* GIVEN INSTRUCTION
Beneath this task is a listing; retype all of it exactly.

* ENTRIES SHOWN

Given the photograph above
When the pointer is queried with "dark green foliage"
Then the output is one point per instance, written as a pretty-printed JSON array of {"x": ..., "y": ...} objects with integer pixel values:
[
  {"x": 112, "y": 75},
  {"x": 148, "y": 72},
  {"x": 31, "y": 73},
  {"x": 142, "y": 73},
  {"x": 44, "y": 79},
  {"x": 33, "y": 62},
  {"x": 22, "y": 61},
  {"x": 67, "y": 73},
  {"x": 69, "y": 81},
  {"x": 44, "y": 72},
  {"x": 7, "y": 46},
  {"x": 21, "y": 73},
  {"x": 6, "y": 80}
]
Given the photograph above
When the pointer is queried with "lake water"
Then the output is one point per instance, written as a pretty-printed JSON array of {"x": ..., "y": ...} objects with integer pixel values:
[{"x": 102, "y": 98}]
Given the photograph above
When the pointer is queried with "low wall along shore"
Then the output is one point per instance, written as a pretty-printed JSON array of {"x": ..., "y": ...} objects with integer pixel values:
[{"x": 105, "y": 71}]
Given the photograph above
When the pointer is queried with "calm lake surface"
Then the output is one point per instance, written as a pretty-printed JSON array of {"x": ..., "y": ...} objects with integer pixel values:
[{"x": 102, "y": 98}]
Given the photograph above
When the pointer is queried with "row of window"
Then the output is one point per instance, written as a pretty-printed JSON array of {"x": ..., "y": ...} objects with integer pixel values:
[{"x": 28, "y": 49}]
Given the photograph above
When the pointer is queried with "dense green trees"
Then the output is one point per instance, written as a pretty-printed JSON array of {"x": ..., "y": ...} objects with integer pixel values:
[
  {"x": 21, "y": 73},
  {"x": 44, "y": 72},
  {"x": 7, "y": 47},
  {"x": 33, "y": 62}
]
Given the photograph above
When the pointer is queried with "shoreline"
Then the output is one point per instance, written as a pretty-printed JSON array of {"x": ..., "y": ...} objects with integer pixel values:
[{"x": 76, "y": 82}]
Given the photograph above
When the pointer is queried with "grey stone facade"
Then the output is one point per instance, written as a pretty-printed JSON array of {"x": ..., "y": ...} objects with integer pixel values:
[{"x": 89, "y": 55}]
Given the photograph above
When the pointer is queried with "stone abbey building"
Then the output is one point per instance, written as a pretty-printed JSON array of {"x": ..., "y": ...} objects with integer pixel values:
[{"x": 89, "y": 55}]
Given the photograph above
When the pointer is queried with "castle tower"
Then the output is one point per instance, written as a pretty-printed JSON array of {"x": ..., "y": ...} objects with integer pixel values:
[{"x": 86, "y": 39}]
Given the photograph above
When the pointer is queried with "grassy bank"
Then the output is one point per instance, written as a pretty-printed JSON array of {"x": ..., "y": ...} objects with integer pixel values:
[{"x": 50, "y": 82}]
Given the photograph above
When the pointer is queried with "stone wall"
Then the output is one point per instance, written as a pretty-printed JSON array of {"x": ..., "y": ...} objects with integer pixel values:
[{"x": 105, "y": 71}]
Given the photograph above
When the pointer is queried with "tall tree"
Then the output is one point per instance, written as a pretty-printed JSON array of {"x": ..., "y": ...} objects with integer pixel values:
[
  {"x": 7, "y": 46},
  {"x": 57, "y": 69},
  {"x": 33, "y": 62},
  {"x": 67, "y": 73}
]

* FULL SOLUTION
Given the photograph above
When the pointer is queried with "dark green foliage"
Then the output is one point per instance, written as a pretty-printed JSON array of {"x": ..., "y": ...} objects with integer pixel values:
[
  {"x": 112, "y": 75},
  {"x": 148, "y": 72},
  {"x": 31, "y": 73},
  {"x": 142, "y": 73},
  {"x": 44, "y": 79},
  {"x": 33, "y": 62},
  {"x": 22, "y": 61},
  {"x": 67, "y": 73},
  {"x": 69, "y": 81},
  {"x": 44, "y": 72},
  {"x": 7, "y": 46},
  {"x": 21, "y": 73},
  {"x": 6, "y": 80}
]
Given the photograph above
When the pointer is queried with "lake water"
Then the output is one point per instance, written as a pretty-printed JSON array of {"x": ..., "y": ...} objects with integer pixel values:
[{"x": 102, "y": 98}]
Given the photograph above
When the pointer is queried with "low wall along shore"
Then the output is one point per instance, written as a pretty-printed JSON array of {"x": ..., "y": ...} objects with integer pixel values:
[{"x": 105, "y": 71}]
Given the photograph above
When the pointer is queried with "calm lake surface"
Then the output is one point per instance, written as a pretty-printed JSON array of {"x": ..., "y": ...} objects with integer pixel values:
[{"x": 102, "y": 98}]
Given the photograph above
When the pointer is queried with "row of window"
Then the output is one point per instance, written as a pretty-printed JSON array of {"x": ..., "y": ...} objects with integer pixel values:
[{"x": 28, "y": 49}]
Given the photograph above
When the pointer is queried with "dense green trees"
Then the output is one point per instance, written as a pretty-printed JSON array of {"x": ..., "y": ...} objects with integer pixel values:
[
  {"x": 21, "y": 73},
  {"x": 44, "y": 72},
  {"x": 7, "y": 47},
  {"x": 33, "y": 62}
]
Given the photograph above
When the pointer is queried with "shoreline"
Then the output is one point per instance, written as a pretty-printed JSON array of {"x": ..., "y": ...} objects with integer pixel values:
[{"x": 76, "y": 82}]
Given the photograph above
When the pointer is queried with "grey stone facade"
Then the output is one point per instance, written as a pretty-printed JSON array of {"x": ..., "y": ...} objects with integer pixel values:
[{"x": 89, "y": 55}]
Given the photograph above
When the pointer is queried with "stone abbey building"
Then the output is one point per instance, written as a pretty-printed JSON array of {"x": ..., "y": ...} objects with integer pixel values:
[{"x": 89, "y": 55}]
Given the photograph above
When the pointer is queried with "castle tower"
Then the output is one point per instance, written as a pretty-printed JSON array of {"x": ..., "y": ...} objects with integer pixel values:
[{"x": 86, "y": 39}]
Given the photograph above
When the pointer is queried with "grassy bank"
Then the output is one point per instance, written as a pretty-printed JSON array of {"x": ..., "y": ...} objects with integer pixel values:
[{"x": 50, "y": 82}]
Given the photograph above
When the pointer is queried with "stone wall"
Then the output is one point per instance, written as a pretty-printed JSON array of {"x": ..., "y": ...} objects with integer pixel values:
[{"x": 105, "y": 71}]
Given the photograph above
When the pointer is queried with "tall tree"
Then the output is one point per instance, written as a pretty-printed JSON array of {"x": ..., "y": ...} objects with integer pixel values:
[
  {"x": 7, "y": 46},
  {"x": 57, "y": 69},
  {"x": 33, "y": 62},
  {"x": 67, "y": 73}
]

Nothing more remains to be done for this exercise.